§ What you are asked to do
Only lines containing "sample" are wanted from the data below. Copy those lines.

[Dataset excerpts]
^^^^

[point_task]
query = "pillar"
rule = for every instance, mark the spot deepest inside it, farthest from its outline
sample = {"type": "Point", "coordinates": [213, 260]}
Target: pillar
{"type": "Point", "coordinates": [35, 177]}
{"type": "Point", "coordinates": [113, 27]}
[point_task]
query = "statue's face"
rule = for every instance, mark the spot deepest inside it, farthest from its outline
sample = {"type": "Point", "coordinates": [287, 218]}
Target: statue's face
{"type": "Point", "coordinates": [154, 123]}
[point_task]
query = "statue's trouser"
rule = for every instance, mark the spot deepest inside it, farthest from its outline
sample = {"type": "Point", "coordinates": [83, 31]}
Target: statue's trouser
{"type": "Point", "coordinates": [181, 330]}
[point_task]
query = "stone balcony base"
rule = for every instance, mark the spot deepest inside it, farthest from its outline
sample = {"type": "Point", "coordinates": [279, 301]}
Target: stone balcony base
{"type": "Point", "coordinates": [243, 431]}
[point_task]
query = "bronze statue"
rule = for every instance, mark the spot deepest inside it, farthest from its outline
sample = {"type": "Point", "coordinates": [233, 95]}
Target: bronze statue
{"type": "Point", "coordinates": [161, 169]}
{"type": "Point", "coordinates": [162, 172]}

^^^^

§ Written response
sample = {"type": "Point", "coordinates": [213, 260]}
sample = {"type": "Point", "coordinates": [287, 218]}
sample = {"type": "Point", "coordinates": [83, 31]}
sample = {"type": "Point", "coordinates": [279, 301]}
sample = {"type": "Point", "coordinates": [233, 95]}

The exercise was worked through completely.